Reproduce word for word the part of the Teaching Ethics journal entry from "Publication details" up to and including "(print) 2154-0551 (web)".

▶ _Document segment_:
-*-*-
Teaching Ethics
- Discipline: Philosophy, education
- Language: English
- Edited by: Edyta Kuzian, Dan Wueste

Publication details
- History: 2001-present
- Publisher: Philosophy Documentation Center (United States)
- Frequency: Biannual

Standard abbreviations
- ISO 4: Teach. Ethics

Indexing
- ISSN: 1544-4031 (print) 2154-0551 (web)
- LCCN: 2003-212233
- OCLC no.: 46517672

Links
- Journal homepage; Online access;

= Teaching Ethics =

Teaching Ethics is a peer-reviewed academic journal devoted to the philosophical examination of ethical issues in all disciplines. Its mission is to foster dialogue about ethics instruction across disciplinary boundaries, with a focus on business, medicine, technology, law, and other areas of liberal education. Notable contributors include Michael Davis, Deni Elliot, Mollie Painter-Morland, Lisa Newton, Louis Pojman, Wade Robison, and Holmes Rolston III. It is sponsored by the Society for Ethics Across the Curriculum. Members receive the journal as a benefit of membership. Members of the American Association of Philosophy Teachers and the Philosophy Learning and Teaching Organization also have access to this journal. It is published by the Philosophy Documentation Center and has a SHERPA/RoMEO "green" self-archiving policy.

== Indexing ==
Teaching Ethics is abstracted and indexed in Academic Search, Education Research Complete, Philosopher's Index, PhilPapers, and TOC Premier.
-*-*-
▶ _Source material_:
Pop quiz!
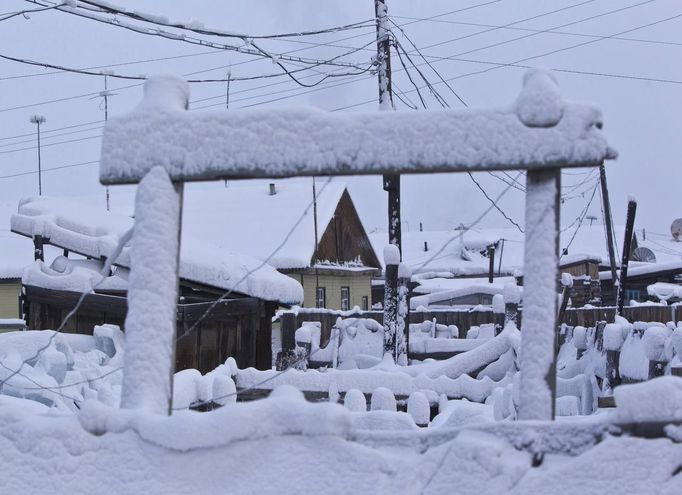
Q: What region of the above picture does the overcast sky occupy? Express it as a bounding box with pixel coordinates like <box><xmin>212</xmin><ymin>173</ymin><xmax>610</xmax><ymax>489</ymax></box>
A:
<box><xmin>0</xmin><ymin>0</ymin><xmax>682</xmax><ymax>245</ymax></box>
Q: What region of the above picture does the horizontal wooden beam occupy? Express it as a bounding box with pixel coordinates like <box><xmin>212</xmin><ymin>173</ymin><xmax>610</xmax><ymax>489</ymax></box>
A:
<box><xmin>100</xmin><ymin>72</ymin><xmax>616</xmax><ymax>184</ymax></box>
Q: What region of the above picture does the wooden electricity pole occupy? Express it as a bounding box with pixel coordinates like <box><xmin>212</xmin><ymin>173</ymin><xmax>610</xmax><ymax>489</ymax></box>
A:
<box><xmin>613</xmin><ymin>198</ymin><xmax>637</xmax><ymax>315</ymax></box>
<box><xmin>374</xmin><ymin>0</ymin><xmax>402</xmax><ymax>260</ymax></box>
<box><xmin>374</xmin><ymin>0</ymin><xmax>405</xmax><ymax>362</ymax></box>
<box><xmin>599</xmin><ymin>163</ymin><xmax>618</xmax><ymax>303</ymax></box>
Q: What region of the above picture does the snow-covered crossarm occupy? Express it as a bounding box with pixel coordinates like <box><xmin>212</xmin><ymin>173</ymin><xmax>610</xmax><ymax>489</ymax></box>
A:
<box><xmin>100</xmin><ymin>71</ymin><xmax>616</xmax><ymax>184</ymax></box>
-*-*-
▶ _Written answer_:
Publication details
- History: 2001-present
- Publisher: Philosophy Documentation Center (United States)
- Frequency: Biannual

Standard abbreviations
- ISO 4: Teach. Ethics

Indexing
- ISSN: 1544-4031 (print) 2154-0551 (web)